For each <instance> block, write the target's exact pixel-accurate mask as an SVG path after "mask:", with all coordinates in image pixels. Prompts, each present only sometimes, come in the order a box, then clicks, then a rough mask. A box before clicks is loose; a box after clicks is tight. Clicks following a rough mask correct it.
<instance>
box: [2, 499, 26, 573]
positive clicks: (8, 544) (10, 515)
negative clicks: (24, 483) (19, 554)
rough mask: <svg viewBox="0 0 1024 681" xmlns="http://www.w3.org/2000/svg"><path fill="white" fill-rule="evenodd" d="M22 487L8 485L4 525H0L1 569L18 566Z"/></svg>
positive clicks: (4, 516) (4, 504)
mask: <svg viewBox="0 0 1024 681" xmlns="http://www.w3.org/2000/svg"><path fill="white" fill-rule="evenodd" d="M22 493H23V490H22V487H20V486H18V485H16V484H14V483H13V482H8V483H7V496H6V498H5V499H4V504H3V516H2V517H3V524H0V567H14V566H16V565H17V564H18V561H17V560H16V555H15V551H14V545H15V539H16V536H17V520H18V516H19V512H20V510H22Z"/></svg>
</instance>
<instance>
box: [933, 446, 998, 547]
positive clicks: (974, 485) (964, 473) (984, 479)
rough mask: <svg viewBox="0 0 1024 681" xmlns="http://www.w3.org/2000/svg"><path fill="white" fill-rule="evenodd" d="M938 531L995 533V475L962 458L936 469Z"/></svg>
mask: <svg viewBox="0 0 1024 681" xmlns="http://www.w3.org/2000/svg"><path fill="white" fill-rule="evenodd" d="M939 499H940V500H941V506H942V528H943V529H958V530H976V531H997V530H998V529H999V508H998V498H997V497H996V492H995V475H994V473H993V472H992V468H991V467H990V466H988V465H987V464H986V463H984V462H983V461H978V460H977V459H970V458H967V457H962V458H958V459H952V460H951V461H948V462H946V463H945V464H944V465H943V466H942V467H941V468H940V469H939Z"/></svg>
########################################
EXERCISE PROMPT:
Reproduce all of the records above verbatim, keeping every line unchanged.

ANSWER AREA:
For each <instance> block, write the target's exact pixel-accurate mask as an SVG path after "mask:", with all coordinates in image pixels. Prompts, each present only sometimes, come in the order a box, then clicks, then a rough mask. A box before clicks is loose; a box after clicks is tight. Clicks following a rough mask correct it.
<instance>
box: [2, 499, 26, 573]
positive clicks: (8, 544) (10, 515)
negative clicks: (24, 483) (19, 554)
rough mask: <svg viewBox="0 0 1024 681" xmlns="http://www.w3.org/2000/svg"><path fill="white" fill-rule="evenodd" d="M22 487L8 485L4 525H0L1 569L18 566Z"/></svg>
positive clicks: (4, 516) (4, 504)
mask: <svg viewBox="0 0 1024 681" xmlns="http://www.w3.org/2000/svg"><path fill="white" fill-rule="evenodd" d="M22 493H23V490H22V487H20V486H18V485H16V484H14V483H13V482H8V483H7V496H6V498H5V499H4V504H3V516H2V517H3V524H0V567H14V566H16V565H17V564H18V561H17V560H16V555H15V551H14V545H15V539H16V536H17V520H18V516H19V512H20V510H22Z"/></svg>
</instance>
<instance>
box: [933, 446, 998, 547]
positive clicks: (974, 485) (964, 473) (984, 479)
rough mask: <svg viewBox="0 0 1024 681" xmlns="http://www.w3.org/2000/svg"><path fill="white" fill-rule="evenodd" d="M938 531L995 533V475L962 458L936 469Z"/></svg>
mask: <svg viewBox="0 0 1024 681" xmlns="http://www.w3.org/2000/svg"><path fill="white" fill-rule="evenodd" d="M939 499H940V500H941V506H942V528H943V529H958V530H976V531H997V530H998V529H999V508H998V498H997V497H996V492H995V475H994V473H993V472H992V468H991V467H990V466H988V465H987V464H986V463H984V462H983V461H978V460H977V459H970V458H967V457H962V458H958V459H952V460H951V461H948V462H946V463H945V464H944V465H943V466H942V467H941V468H940V469H939Z"/></svg>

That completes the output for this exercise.